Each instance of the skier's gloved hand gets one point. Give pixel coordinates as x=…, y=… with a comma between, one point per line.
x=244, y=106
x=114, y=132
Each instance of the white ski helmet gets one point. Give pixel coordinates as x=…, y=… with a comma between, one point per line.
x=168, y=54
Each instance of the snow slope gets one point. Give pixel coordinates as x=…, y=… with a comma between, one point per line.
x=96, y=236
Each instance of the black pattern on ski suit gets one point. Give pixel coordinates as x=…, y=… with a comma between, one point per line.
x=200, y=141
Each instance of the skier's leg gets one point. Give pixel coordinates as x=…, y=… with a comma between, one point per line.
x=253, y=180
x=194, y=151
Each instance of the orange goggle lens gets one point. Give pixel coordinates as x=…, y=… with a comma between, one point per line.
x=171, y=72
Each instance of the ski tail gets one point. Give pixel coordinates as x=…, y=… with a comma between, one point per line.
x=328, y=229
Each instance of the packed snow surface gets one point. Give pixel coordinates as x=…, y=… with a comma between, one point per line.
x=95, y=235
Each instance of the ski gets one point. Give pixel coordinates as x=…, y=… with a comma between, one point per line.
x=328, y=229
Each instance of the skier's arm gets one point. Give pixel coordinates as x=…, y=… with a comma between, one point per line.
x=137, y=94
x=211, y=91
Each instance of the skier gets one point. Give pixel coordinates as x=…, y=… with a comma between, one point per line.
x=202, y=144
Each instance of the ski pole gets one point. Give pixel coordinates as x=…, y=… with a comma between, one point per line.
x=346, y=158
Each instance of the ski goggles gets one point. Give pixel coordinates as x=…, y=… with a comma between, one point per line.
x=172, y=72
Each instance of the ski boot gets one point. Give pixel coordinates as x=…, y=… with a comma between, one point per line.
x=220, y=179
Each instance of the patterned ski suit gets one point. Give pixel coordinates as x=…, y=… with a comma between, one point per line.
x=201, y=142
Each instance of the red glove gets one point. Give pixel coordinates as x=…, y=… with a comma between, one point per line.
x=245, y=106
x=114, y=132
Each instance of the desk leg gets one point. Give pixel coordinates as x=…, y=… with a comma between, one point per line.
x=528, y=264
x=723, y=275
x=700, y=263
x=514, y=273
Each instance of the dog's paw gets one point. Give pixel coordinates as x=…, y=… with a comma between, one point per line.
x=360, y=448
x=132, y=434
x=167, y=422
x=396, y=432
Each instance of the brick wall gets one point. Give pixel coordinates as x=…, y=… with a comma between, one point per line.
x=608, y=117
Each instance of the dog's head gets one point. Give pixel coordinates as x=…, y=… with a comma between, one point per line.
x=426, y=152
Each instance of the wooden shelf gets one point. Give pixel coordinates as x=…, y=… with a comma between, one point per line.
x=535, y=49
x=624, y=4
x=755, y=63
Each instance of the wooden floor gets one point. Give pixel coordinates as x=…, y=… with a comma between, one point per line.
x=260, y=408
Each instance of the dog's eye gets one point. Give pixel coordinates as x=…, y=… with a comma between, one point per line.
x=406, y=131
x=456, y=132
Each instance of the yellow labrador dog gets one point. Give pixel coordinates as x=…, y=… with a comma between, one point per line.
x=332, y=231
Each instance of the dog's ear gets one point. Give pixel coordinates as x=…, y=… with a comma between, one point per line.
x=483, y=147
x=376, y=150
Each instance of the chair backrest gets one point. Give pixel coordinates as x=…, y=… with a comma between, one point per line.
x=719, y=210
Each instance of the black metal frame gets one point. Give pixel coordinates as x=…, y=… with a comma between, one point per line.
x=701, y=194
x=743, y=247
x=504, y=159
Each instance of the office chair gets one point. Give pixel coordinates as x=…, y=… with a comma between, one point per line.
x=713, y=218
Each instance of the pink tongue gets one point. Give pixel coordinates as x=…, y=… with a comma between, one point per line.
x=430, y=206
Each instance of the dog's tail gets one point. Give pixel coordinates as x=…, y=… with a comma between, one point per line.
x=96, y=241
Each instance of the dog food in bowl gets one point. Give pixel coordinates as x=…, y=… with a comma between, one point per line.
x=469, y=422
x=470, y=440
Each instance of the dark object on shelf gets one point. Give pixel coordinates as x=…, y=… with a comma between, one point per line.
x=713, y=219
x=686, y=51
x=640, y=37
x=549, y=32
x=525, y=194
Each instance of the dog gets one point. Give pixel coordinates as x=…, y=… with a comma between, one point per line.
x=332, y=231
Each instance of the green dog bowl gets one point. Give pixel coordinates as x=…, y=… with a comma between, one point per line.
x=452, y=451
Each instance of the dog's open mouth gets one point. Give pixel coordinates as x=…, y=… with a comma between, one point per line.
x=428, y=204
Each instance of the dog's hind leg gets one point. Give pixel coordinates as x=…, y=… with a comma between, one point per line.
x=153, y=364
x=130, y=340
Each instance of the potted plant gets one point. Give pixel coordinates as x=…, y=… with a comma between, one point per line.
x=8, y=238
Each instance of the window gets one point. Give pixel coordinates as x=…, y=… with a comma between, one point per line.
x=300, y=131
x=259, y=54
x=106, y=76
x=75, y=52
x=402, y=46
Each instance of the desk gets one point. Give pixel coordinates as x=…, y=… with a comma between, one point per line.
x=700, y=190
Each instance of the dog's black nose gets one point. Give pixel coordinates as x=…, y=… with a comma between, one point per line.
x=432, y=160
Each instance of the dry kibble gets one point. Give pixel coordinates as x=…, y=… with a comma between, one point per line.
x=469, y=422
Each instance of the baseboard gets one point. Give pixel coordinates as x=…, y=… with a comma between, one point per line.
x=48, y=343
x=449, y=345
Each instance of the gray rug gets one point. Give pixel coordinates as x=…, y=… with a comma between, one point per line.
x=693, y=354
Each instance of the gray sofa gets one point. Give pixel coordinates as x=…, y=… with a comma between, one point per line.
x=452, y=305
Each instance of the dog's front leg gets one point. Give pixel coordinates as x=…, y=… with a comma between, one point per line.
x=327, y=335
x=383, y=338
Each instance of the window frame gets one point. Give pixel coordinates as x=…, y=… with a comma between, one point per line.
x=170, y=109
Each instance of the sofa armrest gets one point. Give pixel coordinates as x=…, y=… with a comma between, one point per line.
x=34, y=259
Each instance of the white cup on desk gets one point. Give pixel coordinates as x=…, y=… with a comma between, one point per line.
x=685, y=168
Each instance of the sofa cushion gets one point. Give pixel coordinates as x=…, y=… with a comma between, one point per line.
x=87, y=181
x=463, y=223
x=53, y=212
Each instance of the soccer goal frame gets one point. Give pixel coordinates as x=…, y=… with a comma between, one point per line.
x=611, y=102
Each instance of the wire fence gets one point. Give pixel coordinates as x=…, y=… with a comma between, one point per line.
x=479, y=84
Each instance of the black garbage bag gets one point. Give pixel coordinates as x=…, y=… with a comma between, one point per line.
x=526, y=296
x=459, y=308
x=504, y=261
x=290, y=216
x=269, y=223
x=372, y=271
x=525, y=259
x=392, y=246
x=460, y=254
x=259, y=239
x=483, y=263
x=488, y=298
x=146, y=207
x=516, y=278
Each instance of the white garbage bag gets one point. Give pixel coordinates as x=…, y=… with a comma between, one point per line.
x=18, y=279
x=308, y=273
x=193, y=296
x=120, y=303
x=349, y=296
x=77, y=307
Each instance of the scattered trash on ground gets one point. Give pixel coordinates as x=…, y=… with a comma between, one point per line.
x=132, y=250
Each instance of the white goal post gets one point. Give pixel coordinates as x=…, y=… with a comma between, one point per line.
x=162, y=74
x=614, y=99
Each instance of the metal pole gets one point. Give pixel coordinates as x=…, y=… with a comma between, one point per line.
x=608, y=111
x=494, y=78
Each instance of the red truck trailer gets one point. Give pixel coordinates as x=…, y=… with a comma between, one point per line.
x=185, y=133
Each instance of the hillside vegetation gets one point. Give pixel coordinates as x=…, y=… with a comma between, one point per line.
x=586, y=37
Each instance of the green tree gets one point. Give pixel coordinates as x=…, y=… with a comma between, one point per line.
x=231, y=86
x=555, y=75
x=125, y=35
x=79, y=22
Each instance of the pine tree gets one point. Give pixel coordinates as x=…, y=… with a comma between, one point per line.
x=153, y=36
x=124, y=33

■ **About this task**
The reply should consist only of the line containing "Each instance of the wire" and all lines after it in the listing above, reproduced exactly.

■ **Written solution**
Each instance of the wire fence gets one point. Give pixel coordinates as x=…, y=… with a comma between, one point per line.
x=479, y=84
Each instance of the black garbage bag gets one point. Give pixel coordinates as x=…, y=… with a comma between, one point per line.
x=526, y=296
x=459, y=308
x=504, y=261
x=290, y=216
x=269, y=223
x=372, y=271
x=525, y=259
x=392, y=246
x=460, y=254
x=259, y=239
x=483, y=263
x=488, y=298
x=146, y=207
x=516, y=278
Each instance of the white garbage bag gets one point. Give pixel coordinates as x=…, y=… with a comma between, one point per line.
x=18, y=279
x=308, y=273
x=193, y=296
x=120, y=303
x=349, y=296
x=77, y=307
Each instance of the scattered trash on ground gets one point. Give pixel coordinates as x=…, y=… with a comma between, one point per line.
x=132, y=250
Each instance of the white goal post gets one point. Give pixel coordinates as x=…, y=… with a comma between, one point per line.
x=162, y=74
x=614, y=99
Each instance of the metal pole gets one point. Give pixel coordinates as x=…, y=… with a comma between, one point per line.
x=608, y=111
x=494, y=78
Each instance of the red truck trailer gets one point. Give pixel coordinates as x=…, y=… with a comma between, one point per line.
x=185, y=133
Each instance of the hillside vegetation gets one point. Give pixel coordinates as x=…, y=… with a comma between, one point per line.
x=586, y=37
Each instance of the green tree gets one point. Give pixel coordinates as x=…, y=… with a comma between, one point per line.
x=231, y=86
x=555, y=75
x=125, y=35
x=79, y=22
Each instance of the pine tree gets one point. Give pixel coordinates as x=…, y=… with a comma between, one point per line.
x=153, y=36
x=124, y=33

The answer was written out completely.